Point-per-instance localization data

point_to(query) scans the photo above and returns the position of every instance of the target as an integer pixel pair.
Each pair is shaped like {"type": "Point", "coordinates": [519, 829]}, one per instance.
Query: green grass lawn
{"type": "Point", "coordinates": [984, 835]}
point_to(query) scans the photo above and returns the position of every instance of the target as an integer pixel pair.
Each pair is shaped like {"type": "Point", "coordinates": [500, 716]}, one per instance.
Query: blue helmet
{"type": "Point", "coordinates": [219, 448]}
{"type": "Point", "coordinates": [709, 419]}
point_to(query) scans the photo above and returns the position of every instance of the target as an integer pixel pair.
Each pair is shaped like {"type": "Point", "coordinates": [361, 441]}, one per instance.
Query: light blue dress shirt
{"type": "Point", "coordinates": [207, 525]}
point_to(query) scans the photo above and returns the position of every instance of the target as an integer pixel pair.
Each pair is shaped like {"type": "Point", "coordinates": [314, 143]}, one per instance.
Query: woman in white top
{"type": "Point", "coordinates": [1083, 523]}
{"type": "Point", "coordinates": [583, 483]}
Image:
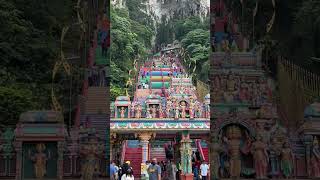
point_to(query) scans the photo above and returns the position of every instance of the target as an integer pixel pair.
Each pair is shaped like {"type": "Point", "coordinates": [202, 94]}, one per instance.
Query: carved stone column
{"type": "Point", "coordinates": [308, 143]}
{"type": "Point", "coordinates": [113, 139]}
{"type": "Point", "coordinates": [186, 159]}
{"type": "Point", "coordinates": [144, 139]}
{"type": "Point", "coordinates": [60, 160]}
{"type": "Point", "coordinates": [18, 148]}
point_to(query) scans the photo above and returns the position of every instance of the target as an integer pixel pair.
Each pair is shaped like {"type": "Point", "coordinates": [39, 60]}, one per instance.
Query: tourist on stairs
{"type": "Point", "coordinates": [154, 170]}
{"type": "Point", "coordinates": [204, 170]}
{"type": "Point", "coordinates": [128, 175]}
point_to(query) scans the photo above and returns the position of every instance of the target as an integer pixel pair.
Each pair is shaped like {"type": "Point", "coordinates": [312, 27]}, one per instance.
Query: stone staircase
{"type": "Point", "coordinates": [134, 155]}
{"type": "Point", "coordinates": [100, 122]}
{"type": "Point", "coordinates": [96, 101]}
{"type": "Point", "coordinates": [159, 153]}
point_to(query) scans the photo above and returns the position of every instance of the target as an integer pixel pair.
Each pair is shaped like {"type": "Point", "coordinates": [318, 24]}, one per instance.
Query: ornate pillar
{"type": "Point", "coordinates": [60, 160]}
{"type": "Point", "coordinates": [18, 148]}
{"type": "Point", "coordinates": [144, 140]}
{"type": "Point", "coordinates": [186, 159]}
{"type": "Point", "coordinates": [308, 139]}
{"type": "Point", "coordinates": [113, 139]}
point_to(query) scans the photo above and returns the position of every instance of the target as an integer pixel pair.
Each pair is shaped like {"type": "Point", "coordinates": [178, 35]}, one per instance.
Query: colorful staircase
{"type": "Point", "coordinates": [134, 155]}
{"type": "Point", "coordinates": [159, 153]}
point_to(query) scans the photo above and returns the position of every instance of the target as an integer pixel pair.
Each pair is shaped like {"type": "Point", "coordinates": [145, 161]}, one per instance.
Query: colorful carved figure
{"type": "Point", "coordinates": [40, 161]}
{"type": "Point", "coordinates": [148, 114]}
{"type": "Point", "coordinates": [215, 159]}
{"type": "Point", "coordinates": [315, 159]}
{"type": "Point", "coordinates": [138, 111]}
{"type": "Point", "coordinates": [260, 156]}
{"type": "Point", "coordinates": [287, 160]}
{"type": "Point", "coordinates": [90, 152]}
{"type": "Point", "coordinates": [176, 112]}
{"type": "Point", "coordinates": [154, 111]}
{"type": "Point", "coordinates": [160, 111]}
{"type": "Point", "coordinates": [122, 112]}
{"type": "Point", "coordinates": [183, 107]}
{"type": "Point", "coordinates": [191, 108]}
{"type": "Point", "coordinates": [233, 142]}
{"type": "Point", "coordinates": [168, 109]}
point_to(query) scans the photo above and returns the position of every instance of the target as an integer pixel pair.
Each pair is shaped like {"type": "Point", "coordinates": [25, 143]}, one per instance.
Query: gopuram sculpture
{"type": "Point", "coordinates": [40, 161]}
{"type": "Point", "coordinates": [261, 158]}
{"type": "Point", "coordinates": [315, 159]}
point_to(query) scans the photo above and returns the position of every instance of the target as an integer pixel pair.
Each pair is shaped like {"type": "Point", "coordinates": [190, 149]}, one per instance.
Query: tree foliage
{"type": "Point", "coordinates": [29, 45]}
{"type": "Point", "coordinates": [130, 38]}
{"type": "Point", "coordinates": [14, 102]}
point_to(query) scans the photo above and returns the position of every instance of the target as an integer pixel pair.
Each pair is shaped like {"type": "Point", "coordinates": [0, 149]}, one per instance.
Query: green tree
{"type": "Point", "coordinates": [14, 102]}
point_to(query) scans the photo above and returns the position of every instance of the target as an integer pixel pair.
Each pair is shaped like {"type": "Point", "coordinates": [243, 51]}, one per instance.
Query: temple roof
{"type": "Point", "coordinates": [313, 110]}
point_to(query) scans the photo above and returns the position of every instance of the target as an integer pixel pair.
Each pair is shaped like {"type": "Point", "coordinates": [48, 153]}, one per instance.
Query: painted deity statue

▶ [The task] Would you return all of the data above word for word, omitting every picture?

▶ [Written reply]
point_to(query) scans the photo above and returns the position of every instance of the target as an integer pixel pair.
Each pair is shaped like {"type": "Point", "coordinates": [519, 829]}, one per instance.
Query: green grass lawn
{"type": "Point", "coordinates": [984, 835]}
point_to(query) scans the photo above and returns the position of every instance of the target as an integer pixel pair.
Each pair is shaped like {"type": "Point", "coordinates": [500, 716]}, one per instance.
Query: blue helmet
{"type": "Point", "coordinates": [219, 448]}
{"type": "Point", "coordinates": [709, 419]}
point_to(query) scans the photo above and returns the position of every instance of the target as an integer pixel pair.
Each pair is shaped like {"type": "Point", "coordinates": [361, 441]}, one per instance.
Query: light blue dress shirt
{"type": "Point", "coordinates": [207, 525]}
point_to(query) scans the photo above and returns the position of every instance of the target as an integer pixel pair.
Each pair is shaped like {"type": "Point", "coordinates": [314, 143]}, one per instance.
Query: woman in white top
{"type": "Point", "coordinates": [1083, 523]}
{"type": "Point", "coordinates": [583, 483]}
Image:
point_to(query) scans the photo above and returns the position of every instance of the target as an integer pixel pair.
Each pair is shaped like {"type": "Point", "coordinates": [202, 94]}, one per instance.
Query: carved stone column
{"type": "Point", "coordinates": [308, 143]}
{"type": "Point", "coordinates": [113, 139]}
{"type": "Point", "coordinates": [186, 159]}
{"type": "Point", "coordinates": [144, 139]}
{"type": "Point", "coordinates": [60, 160]}
{"type": "Point", "coordinates": [18, 148]}
point_to(query) scans the photo above and returns the position of every instance of the target as an integer pixel pair.
Each pair is shaped like {"type": "Point", "coordinates": [39, 60]}, one per instance.
Query: tourist on stairs
{"type": "Point", "coordinates": [154, 170]}
{"type": "Point", "coordinates": [204, 170]}
{"type": "Point", "coordinates": [128, 175]}
point_to(query) scans the photo above and returns the position of every instance of the target as an integer pixel pair.
Each pair is shaped like {"type": "Point", "coordinates": [312, 27]}, one per instance.
Query: stone staircase
{"type": "Point", "coordinates": [134, 155]}
{"type": "Point", "coordinates": [100, 122]}
{"type": "Point", "coordinates": [96, 101]}
{"type": "Point", "coordinates": [159, 153]}
point_to(query) scans the photo above and returns the position of every instance of the target as an integer pixel pair.
Each pair is shaped like {"type": "Point", "coordinates": [318, 24]}, one per instance.
Query: ornate pillar
{"type": "Point", "coordinates": [60, 160]}
{"type": "Point", "coordinates": [18, 148]}
{"type": "Point", "coordinates": [144, 140]}
{"type": "Point", "coordinates": [186, 159]}
{"type": "Point", "coordinates": [308, 139]}
{"type": "Point", "coordinates": [113, 139]}
point_to(query) scans the photo above and returns the position of every instance of the target as an integer pixel pair.
Each pair is shaped like {"type": "Point", "coordinates": [178, 35]}, one per instance.
Query: colorful staircase
{"type": "Point", "coordinates": [134, 155]}
{"type": "Point", "coordinates": [159, 153]}
point_to(query) scans the photo above and returns the position of every instance of the target as an integer pixel pair.
Each pair is shaped like {"type": "Point", "coordinates": [145, 161]}, one per instance.
Query: colorful carved figure
{"type": "Point", "coordinates": [40, 161]}
{"type": "Point", "coordinates": [148, 114]}
{"type": "Point", "coordinates": [215, 159]}
{"type": "Point", "coordinates": [315, 159]}
{"type": "Point", "coordinates": [138, 111]}
{"type": "Point", "coordinates": [260, 156]}
{"type": "Point", "coordinates": [287, 160]}
{"type": "Point", "coordinates": [90, 152]}
{"type": "Point", "coordinates": [176, 112]}
{"type": "Point", "coordinates": [154, 111]}
{"type": "Point", "coordinates": [160, 111]}
{"type": "Point", "coordinates": [122, 112]}
{"type": "Point", "coordinates": [183, 107]}
{"type": "Point", "coordinates": [191, 108]}
{"type": "Point", "coordinates": [233, 142]}
{"type": "Point", "coordinates": [168, 109]}
point_to(query) scans the photo above and returns the position of every instance of the target as an integer pixel pair.
Each pair is shaped like {"type": "Point", "coordinates": [25, 143]}, one per instance.
Query: gopuram sculpture
{"type": "Point", "coordinates": [40, 161]}
{"type": "Point", "coordinates": [261, 158]}
{"type": "Point", "coordinates": [315, 159]}
point_to(query) scans the photo above and returns the position of every instance of the target as an integer pixel pair.
Each pair is shaped like {"type": "Point", "coordinates": [190, 149]}, one per instance.
Query: tree foliage
{"type": "Point", "coordinates": [29, 45]}
{"type": "Point", "coordinates": [130, 38]}
{"type": "Point", "coordinates": [14, 102]}
point_to(query) scans the photo above and returns the position of every instance of the target as an integer pixel pair.
Each pair is shaped like {"type": "Point", "coordinates": [0, 149]}, one per instance.
Query: green tree
{"type": "Point", "coordinates": [14, 102]}
point_to(query) scans the photo above and returns the position of every instance of the target as an integer pixel pair.
Each pair is shaped like {"type": "Point", "coordinates": [243, 51]}, one per instance.
Query: temple roof
{"type": "Point", "coordinates": [313, 110]}
point_to(query) scans the photo above and returns the position of every instance of the target as an integer pixel pair.
Each pair is shaped like {"type": "Point", "coordinates": [48, 153]}, one per instance.
Query: painted deity statue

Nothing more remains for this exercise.